[Excerpted passage]

"""

The possibility of building a fence or wall along the entirety of the United States-Mexico border is a proposed solution to the US problem with illegal immigration, however, I believe that such an undertaking is not only physically ridiculous but would also be a negative reflection upon the United States symbolically.

1. Physically the fence/wall would need to cover 1,951 miles/3,141 km of territory including cities and deserts. A wall of this length would require an enormous amount of effort and funds to build that could be used in a much better manner.

2. There are already barriers in the zones containing the largest concentration of illegal immigration and it would be a waste to continue such a project across inhospitable terrain like the Sonoran desert which already poses a serious deterrent (50 miles of inhospitable terrain, tragically many migrants attempt to cross the border through the Sonoran desert resulting in thousands of deaths).

3. Is illegal immigration such an issue that the United States must undertake such a ridiculous feat to gain better chances at stopping it? I do not believe that the expense is justified considering the state of the economy and the massive national debt.

"""

[Extracted records]

"""

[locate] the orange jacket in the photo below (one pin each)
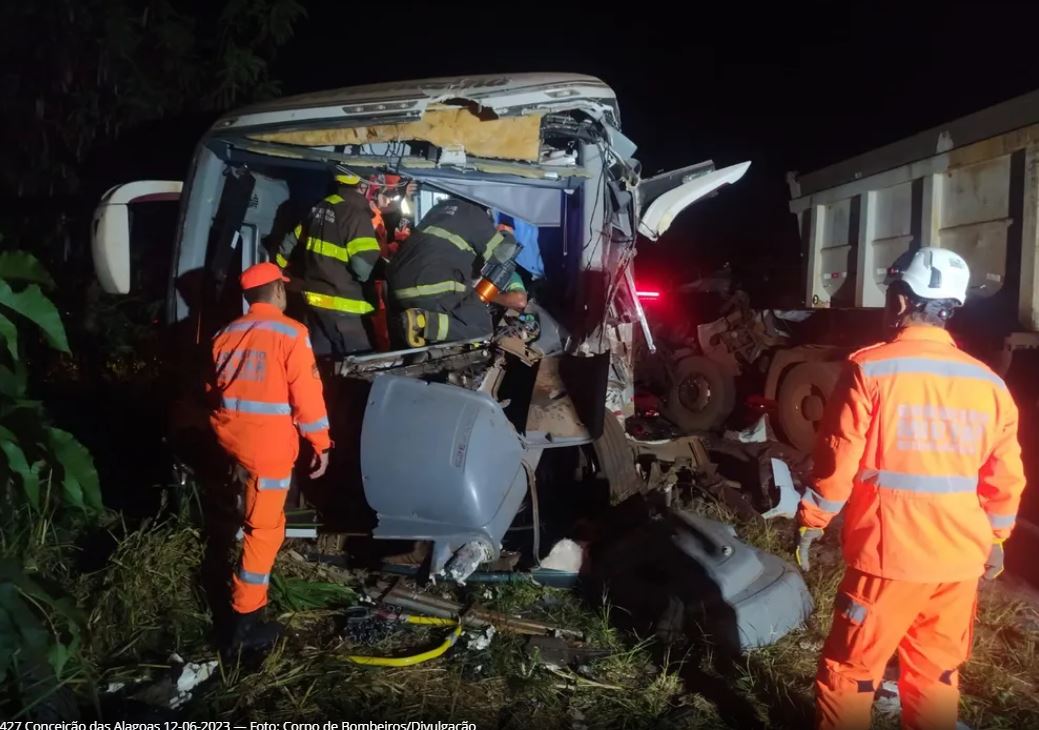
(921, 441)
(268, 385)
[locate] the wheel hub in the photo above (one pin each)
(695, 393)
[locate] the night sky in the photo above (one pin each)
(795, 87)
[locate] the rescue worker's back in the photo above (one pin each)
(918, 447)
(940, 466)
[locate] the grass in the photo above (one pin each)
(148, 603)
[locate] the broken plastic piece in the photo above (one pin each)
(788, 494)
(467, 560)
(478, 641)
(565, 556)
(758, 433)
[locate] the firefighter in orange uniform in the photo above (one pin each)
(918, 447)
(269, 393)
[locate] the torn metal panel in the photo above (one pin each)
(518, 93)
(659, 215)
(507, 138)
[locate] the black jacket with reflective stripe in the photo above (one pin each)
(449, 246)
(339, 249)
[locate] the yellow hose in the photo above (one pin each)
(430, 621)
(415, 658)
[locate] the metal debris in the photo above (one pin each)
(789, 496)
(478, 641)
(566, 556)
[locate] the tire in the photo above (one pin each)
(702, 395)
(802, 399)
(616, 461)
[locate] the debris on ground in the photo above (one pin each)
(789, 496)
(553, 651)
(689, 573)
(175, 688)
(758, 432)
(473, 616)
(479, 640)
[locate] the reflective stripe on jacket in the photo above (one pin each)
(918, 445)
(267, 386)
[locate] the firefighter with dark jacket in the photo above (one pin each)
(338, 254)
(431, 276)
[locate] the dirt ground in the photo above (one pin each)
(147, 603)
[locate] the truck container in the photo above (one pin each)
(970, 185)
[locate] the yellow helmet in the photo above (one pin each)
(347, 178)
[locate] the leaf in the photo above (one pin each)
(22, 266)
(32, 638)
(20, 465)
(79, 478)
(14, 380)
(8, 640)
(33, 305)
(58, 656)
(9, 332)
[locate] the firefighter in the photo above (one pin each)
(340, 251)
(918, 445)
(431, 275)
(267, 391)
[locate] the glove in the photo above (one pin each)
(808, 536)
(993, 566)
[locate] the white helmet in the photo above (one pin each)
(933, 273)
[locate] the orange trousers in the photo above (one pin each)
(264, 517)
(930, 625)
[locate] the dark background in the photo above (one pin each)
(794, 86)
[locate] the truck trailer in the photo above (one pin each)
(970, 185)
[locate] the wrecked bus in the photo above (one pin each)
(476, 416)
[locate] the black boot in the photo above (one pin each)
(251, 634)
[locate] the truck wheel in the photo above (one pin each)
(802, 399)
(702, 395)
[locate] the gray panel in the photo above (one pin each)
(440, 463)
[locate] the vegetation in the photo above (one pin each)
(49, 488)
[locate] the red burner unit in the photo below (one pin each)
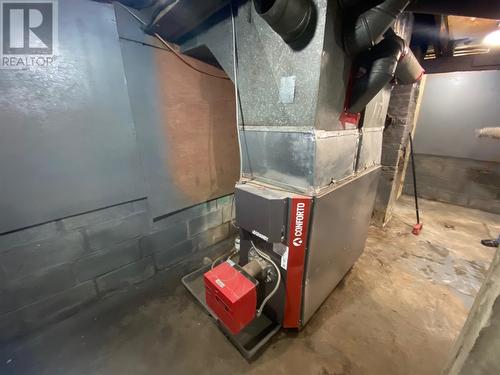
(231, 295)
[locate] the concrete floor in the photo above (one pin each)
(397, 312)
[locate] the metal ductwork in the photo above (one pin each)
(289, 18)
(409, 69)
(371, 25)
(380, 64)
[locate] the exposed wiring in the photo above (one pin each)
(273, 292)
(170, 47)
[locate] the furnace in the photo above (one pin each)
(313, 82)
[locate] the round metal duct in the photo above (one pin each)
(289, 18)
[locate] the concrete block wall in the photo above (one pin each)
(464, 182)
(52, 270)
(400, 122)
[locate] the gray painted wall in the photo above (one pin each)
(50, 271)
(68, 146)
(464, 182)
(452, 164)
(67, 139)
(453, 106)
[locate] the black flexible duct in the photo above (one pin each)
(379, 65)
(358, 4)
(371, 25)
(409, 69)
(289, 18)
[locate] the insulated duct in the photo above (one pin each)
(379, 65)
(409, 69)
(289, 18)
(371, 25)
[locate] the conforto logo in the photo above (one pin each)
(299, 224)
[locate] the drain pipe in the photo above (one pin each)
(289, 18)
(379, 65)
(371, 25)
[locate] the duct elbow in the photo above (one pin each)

"""
"""

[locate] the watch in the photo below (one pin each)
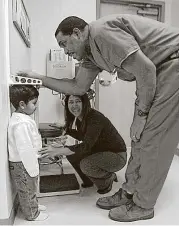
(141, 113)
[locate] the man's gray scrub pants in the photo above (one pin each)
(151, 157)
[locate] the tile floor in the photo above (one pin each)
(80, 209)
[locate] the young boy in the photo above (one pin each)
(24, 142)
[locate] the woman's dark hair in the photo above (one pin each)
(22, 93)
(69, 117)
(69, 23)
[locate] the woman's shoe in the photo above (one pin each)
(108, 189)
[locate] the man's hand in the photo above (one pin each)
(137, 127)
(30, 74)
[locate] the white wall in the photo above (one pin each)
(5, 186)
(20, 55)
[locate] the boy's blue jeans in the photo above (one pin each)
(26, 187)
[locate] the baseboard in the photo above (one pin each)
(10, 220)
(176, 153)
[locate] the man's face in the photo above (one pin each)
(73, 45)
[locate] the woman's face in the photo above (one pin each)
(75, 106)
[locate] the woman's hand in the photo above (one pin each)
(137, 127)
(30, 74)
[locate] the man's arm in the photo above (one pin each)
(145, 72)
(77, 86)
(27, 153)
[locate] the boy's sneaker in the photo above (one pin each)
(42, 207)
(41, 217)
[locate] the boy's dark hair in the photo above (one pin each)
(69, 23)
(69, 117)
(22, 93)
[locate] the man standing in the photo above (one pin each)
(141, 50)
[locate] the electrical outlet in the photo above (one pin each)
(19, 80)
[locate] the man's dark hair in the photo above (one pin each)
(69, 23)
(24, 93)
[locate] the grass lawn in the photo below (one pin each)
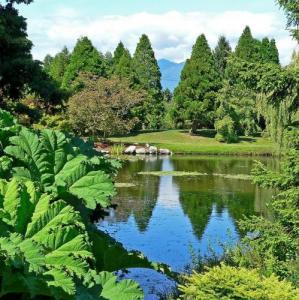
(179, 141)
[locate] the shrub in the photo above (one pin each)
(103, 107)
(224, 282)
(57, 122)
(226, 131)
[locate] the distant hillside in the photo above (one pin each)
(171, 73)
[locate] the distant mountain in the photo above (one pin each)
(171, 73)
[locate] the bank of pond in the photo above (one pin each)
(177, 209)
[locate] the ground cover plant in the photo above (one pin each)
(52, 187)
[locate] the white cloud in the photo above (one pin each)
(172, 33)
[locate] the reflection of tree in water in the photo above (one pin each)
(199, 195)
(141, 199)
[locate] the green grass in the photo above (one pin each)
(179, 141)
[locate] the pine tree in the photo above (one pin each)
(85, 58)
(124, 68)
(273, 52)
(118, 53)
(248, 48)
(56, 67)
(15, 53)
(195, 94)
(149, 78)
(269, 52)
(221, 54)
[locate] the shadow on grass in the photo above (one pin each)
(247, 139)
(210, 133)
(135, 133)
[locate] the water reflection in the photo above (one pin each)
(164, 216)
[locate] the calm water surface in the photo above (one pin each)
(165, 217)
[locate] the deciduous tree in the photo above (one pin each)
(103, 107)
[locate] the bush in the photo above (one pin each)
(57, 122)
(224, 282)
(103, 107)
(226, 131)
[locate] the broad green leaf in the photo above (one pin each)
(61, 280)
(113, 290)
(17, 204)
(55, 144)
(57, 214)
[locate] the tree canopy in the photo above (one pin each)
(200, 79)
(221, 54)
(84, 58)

"""

[What you need to do]
1. According to the border wall passage, how much territory would the fence or wall need to cover?
2. Report how many lines of the records contain the word "concrete", with case counting. Give only the number.

[Answers to the tasks]
1. 1,951 miles (3,141 km), including cities and deserts.

2. 2